▸ **WHAT TO DO**
Put every line of text in the items below into a JSON list of strings, one string per line, skipping blank lines and leaving out the pictures.

Excerpt from a dataset
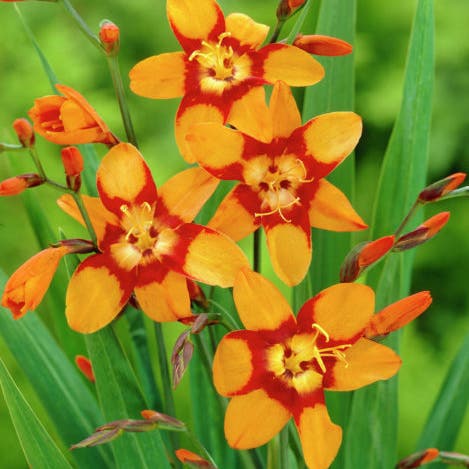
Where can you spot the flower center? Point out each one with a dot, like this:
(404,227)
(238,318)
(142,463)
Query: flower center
(300,363)
(278,187)
(138,224)
(218,58)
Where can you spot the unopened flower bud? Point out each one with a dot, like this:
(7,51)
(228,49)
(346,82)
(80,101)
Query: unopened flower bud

▸ **FINISHED TASK**
[
  "Where can you spot the flower center? Point out each one with a dot, like this:",
  "(404,227)",
  "(238,318)",
  "(142,463)",
  "Query: flower center",
  "(300,363)",
  "(278,187)",
  "(138,224)",
  "(218,58)",
  "Where can you spot the unopened flower bud? Point out each one with a dot, like this:",
  "(7,51)",
  "(228,49)",
  "(346,82)",
  "(80,101)",
  "Query: unopened flower bud"
]